_What needs to be done:_ Reproduce word for word the part of the material below that opens with the line containing "# test: point out the folded" and closes with the final line of the material, including both of those lines and nothing else.

**** Provided entries ****

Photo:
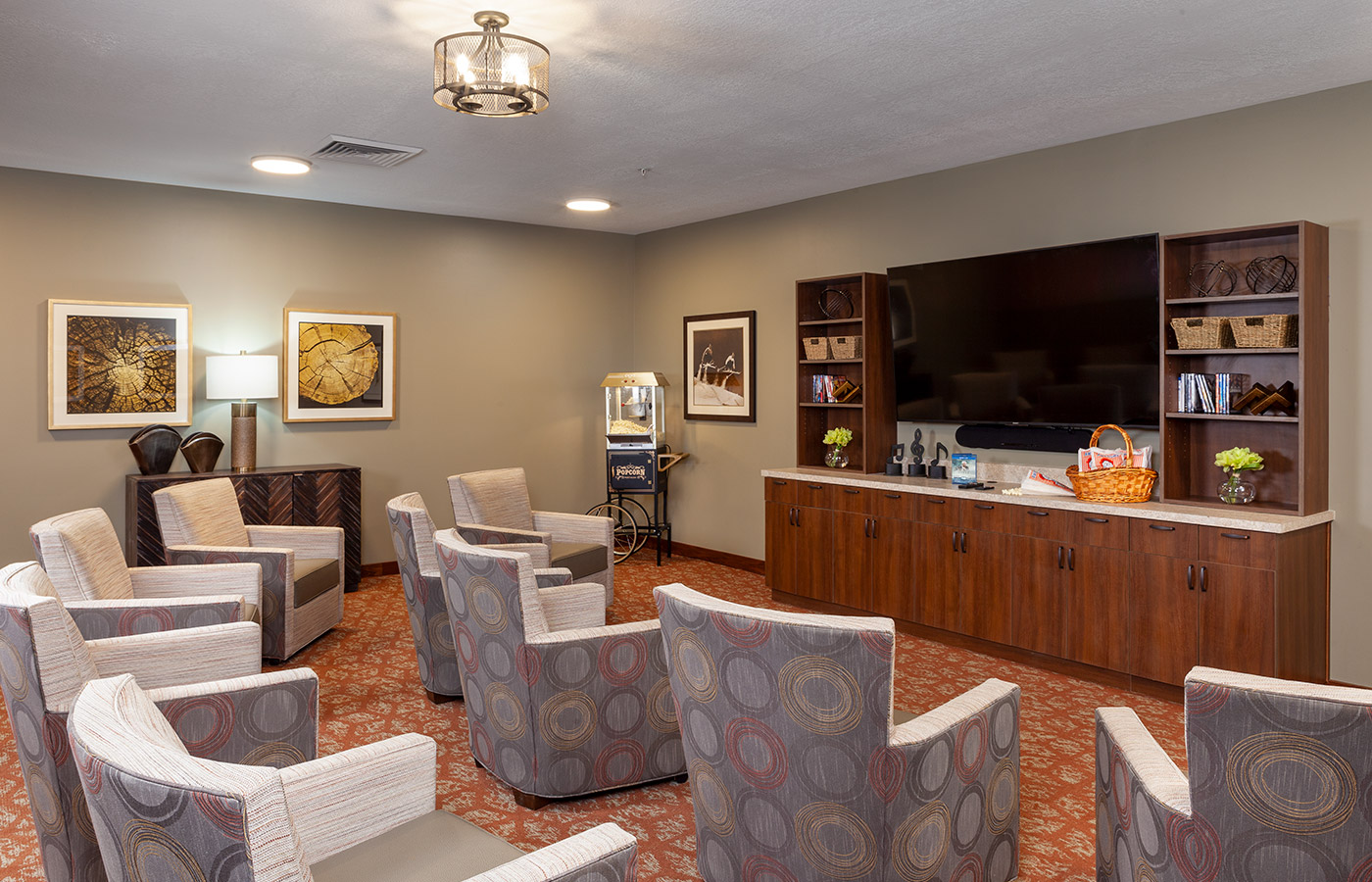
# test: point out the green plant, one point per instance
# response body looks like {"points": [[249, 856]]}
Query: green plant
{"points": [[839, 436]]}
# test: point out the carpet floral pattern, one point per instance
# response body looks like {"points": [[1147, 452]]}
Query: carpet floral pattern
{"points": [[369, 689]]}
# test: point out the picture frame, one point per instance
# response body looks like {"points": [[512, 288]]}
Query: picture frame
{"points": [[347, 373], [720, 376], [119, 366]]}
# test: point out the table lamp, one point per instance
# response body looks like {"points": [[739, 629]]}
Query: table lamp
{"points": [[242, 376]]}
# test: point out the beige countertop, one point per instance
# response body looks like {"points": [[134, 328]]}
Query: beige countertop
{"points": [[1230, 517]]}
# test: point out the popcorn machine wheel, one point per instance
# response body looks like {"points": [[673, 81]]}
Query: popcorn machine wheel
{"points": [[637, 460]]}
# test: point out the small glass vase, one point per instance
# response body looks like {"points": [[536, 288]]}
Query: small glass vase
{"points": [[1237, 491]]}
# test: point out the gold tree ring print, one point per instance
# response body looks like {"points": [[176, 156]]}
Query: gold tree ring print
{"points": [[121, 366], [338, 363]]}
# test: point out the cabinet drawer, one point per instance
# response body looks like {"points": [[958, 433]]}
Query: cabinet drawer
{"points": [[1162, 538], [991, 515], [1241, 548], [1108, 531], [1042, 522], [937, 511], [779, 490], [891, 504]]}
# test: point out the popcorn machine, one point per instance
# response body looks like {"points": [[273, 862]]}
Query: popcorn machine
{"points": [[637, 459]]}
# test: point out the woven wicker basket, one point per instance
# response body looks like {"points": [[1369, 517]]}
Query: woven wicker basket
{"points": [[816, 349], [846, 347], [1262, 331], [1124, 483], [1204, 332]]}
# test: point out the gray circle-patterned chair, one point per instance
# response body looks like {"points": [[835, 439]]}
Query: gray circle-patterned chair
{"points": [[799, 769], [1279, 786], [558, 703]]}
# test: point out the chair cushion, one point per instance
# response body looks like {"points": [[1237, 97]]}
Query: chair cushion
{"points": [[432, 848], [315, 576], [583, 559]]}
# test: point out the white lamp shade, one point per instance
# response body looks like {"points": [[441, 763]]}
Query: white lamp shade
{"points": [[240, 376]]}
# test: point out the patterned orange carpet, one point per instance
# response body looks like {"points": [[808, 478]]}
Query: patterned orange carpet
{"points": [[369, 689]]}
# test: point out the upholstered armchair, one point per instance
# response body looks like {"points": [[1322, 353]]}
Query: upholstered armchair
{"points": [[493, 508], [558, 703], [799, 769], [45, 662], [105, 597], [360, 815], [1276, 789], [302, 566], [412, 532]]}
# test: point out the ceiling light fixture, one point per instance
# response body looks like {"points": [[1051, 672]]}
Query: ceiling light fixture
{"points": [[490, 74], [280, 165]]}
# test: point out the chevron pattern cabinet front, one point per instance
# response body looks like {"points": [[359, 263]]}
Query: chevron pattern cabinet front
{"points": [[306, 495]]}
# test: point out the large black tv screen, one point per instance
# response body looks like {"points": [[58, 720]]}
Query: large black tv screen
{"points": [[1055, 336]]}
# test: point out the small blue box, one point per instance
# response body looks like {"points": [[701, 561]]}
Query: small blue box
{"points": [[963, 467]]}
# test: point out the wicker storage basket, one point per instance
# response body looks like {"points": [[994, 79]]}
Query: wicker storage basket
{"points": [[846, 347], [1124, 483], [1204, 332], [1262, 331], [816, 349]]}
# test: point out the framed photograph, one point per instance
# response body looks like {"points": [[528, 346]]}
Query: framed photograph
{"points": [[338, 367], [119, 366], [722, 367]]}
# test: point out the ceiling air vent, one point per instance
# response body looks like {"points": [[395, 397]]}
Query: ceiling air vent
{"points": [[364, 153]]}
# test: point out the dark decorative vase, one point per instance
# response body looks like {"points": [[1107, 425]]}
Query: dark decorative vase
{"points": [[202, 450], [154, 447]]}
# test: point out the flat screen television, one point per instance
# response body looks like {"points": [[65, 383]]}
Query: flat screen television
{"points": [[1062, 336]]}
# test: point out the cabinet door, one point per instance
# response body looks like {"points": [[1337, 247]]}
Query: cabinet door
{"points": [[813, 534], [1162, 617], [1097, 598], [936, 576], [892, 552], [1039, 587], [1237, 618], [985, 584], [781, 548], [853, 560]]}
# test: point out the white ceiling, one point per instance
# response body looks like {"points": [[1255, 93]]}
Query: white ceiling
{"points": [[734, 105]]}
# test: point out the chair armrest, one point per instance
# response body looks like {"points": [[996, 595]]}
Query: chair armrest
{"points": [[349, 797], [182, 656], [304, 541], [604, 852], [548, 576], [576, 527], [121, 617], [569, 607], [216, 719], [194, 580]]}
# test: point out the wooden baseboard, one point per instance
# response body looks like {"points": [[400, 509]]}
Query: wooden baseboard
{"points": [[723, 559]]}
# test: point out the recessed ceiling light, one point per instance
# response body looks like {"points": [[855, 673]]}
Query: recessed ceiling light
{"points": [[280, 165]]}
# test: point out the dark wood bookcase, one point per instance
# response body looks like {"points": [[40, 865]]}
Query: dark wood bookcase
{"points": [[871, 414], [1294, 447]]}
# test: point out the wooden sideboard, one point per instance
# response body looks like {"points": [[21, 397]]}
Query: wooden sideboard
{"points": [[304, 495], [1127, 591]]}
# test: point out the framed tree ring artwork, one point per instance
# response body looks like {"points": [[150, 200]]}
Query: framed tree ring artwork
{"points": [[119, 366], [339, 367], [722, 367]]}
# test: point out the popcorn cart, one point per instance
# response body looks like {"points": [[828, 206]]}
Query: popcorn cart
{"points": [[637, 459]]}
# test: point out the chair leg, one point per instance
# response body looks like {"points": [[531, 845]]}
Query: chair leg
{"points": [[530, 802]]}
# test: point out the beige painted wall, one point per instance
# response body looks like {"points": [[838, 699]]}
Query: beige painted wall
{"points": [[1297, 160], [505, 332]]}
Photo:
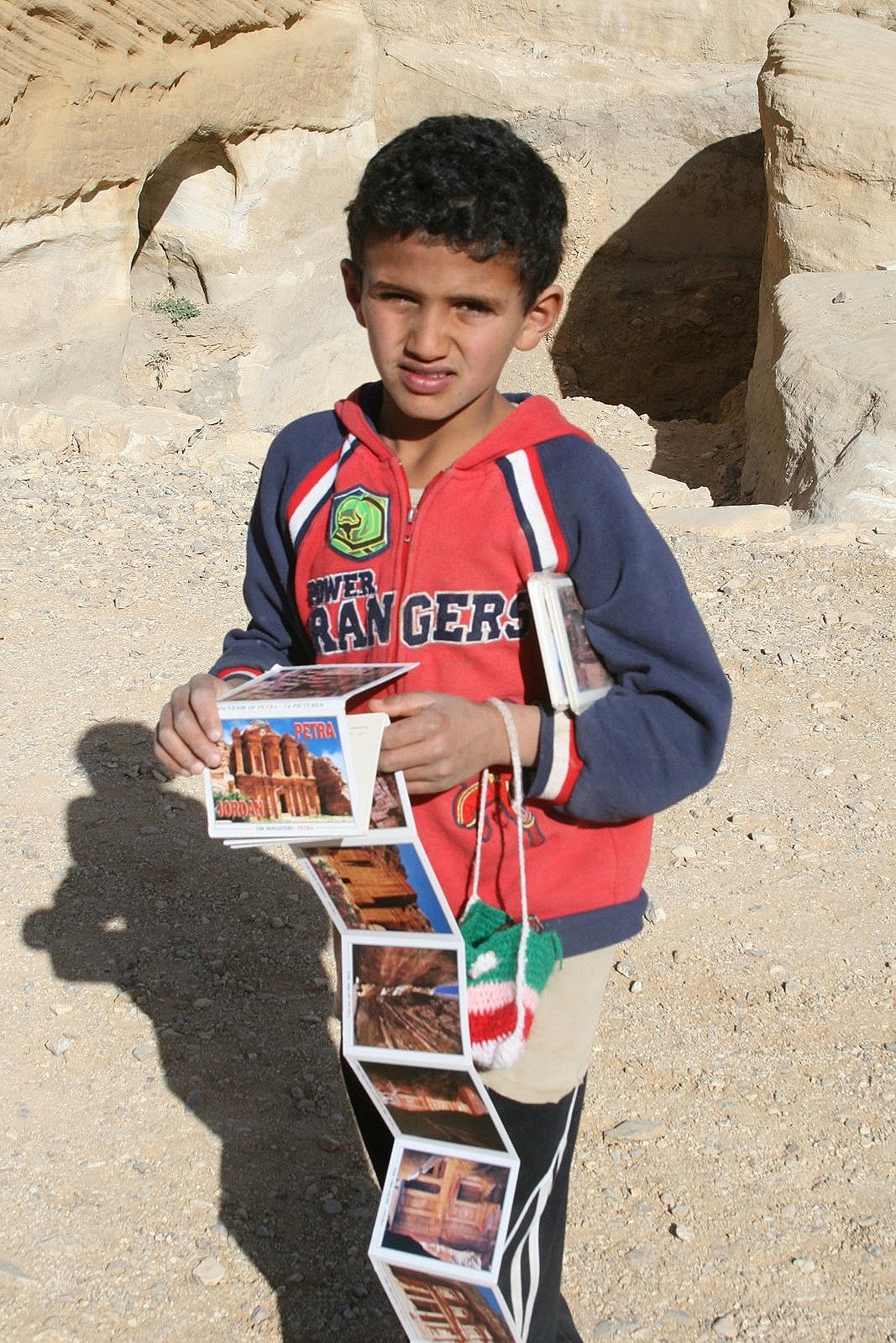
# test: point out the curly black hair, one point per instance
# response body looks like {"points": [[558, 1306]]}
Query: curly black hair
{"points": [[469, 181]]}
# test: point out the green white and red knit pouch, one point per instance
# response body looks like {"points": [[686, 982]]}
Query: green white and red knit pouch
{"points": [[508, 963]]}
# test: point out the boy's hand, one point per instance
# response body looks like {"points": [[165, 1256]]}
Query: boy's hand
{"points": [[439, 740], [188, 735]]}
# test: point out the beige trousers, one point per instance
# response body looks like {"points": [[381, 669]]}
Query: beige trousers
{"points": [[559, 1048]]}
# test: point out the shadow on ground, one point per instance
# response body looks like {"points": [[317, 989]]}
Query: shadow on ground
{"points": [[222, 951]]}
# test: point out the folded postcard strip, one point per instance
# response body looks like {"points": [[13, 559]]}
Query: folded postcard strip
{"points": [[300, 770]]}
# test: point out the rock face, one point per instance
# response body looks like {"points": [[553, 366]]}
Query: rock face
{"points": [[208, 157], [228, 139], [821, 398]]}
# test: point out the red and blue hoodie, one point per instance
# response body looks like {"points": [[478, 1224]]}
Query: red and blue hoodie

****

_Problem solution:_
# test: point out the folded postcard strip, one point per instance
# response body looks like {"points": [[13, 559]]}
Query: folded postcard strip
{"points": [[300, 770]]}
# test: point out the rock face, one point per instance
# response body looks like {"points": [[553, 366]]}
Query: rock face
{"points": [[208, 157], [228, 139], [821, 398]]}
# test: point out the red and blue hoodie, one point per instance
# response body looks like {"points": [[478, 1224]]}
Query: red and blue hoodie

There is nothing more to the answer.